WHAT YOU ARE ASKED TO DO: Update the listing from the line with "# target: yellow wildflower" up to and including the line with "Give the mask of every instance of the yellow", changing "yellow wildflower" to "orange wildflower" and keeping everything else the same. Give only those lines.

PROVIDED RECORDS:
* Begin *

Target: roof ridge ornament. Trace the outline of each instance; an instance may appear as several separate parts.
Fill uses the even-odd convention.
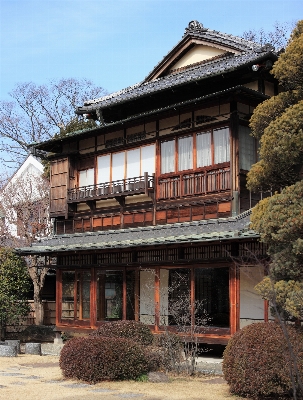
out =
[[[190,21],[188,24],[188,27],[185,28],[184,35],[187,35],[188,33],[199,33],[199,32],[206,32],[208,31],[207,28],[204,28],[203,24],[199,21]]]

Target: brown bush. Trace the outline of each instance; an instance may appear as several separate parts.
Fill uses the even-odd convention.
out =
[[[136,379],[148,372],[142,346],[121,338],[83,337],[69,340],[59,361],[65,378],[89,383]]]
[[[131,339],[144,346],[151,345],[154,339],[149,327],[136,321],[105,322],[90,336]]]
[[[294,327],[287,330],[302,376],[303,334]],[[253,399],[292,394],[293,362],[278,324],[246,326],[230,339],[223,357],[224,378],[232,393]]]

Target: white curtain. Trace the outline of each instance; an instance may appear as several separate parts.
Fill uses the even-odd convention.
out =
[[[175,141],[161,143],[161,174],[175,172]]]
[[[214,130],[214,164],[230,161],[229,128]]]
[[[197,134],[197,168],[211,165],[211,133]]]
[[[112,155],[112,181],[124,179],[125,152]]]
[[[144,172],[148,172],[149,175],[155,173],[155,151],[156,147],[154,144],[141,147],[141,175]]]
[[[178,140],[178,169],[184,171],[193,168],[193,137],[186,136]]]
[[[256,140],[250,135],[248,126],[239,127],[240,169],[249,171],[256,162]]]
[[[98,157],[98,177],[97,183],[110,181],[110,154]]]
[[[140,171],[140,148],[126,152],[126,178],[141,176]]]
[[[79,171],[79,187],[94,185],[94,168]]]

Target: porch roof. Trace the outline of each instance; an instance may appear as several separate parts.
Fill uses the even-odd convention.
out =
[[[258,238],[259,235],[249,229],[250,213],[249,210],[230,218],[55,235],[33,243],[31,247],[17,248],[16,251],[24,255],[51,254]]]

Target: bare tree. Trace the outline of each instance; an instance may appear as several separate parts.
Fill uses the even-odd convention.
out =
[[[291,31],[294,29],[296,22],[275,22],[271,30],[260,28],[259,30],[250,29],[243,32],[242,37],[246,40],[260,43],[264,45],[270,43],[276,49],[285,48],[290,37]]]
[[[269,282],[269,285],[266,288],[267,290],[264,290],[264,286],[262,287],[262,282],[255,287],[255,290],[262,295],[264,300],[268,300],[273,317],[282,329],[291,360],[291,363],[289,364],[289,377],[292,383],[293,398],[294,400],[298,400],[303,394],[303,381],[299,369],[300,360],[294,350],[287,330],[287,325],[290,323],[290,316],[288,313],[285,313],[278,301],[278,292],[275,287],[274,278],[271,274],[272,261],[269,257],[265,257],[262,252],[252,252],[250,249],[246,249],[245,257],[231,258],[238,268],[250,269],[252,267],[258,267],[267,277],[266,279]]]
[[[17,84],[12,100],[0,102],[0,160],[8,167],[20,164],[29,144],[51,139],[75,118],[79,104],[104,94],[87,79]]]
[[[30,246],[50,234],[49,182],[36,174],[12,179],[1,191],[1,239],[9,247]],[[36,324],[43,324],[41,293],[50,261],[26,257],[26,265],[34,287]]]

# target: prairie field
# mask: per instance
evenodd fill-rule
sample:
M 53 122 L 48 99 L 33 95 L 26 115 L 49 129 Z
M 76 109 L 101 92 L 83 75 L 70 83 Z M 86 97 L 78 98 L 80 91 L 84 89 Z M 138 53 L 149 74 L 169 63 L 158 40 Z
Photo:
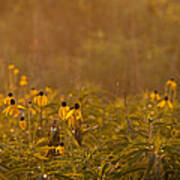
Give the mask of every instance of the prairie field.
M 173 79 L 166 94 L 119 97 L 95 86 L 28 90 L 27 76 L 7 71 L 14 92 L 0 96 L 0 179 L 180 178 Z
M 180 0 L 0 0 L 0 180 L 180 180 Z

* End *
* Begin *

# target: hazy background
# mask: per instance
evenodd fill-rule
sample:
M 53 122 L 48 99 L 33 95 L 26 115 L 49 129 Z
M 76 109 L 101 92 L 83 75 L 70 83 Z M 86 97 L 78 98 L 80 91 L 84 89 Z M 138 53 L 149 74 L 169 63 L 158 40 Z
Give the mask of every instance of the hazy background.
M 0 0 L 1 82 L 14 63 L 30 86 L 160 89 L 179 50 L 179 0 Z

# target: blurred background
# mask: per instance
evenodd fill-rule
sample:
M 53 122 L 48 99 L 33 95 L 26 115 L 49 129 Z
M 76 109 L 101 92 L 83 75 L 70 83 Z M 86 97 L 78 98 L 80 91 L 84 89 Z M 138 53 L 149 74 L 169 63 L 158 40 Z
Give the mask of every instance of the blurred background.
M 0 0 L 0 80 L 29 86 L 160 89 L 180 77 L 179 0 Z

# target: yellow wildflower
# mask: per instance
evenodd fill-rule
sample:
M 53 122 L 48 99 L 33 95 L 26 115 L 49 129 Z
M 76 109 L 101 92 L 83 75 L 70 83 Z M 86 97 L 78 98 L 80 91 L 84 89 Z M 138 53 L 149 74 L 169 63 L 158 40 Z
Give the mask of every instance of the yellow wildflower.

* End *

ANSWER TO THE PROBLEM:
# target: orange wildflower
# mask: per instance
evenodd fill-rule
sample:
M 53 122 L 48 99 L 33 95 L 26 115 L 49 129 Z
M 76 109 L 101 92 L 83 75 L 70 83 Z M 86 97 L 78 98 L 80 91 L 84 89 Z M 138 53 L 149 74 L 169 63 L 158 40 Z
Give the mask of every instance of the orange wildflower.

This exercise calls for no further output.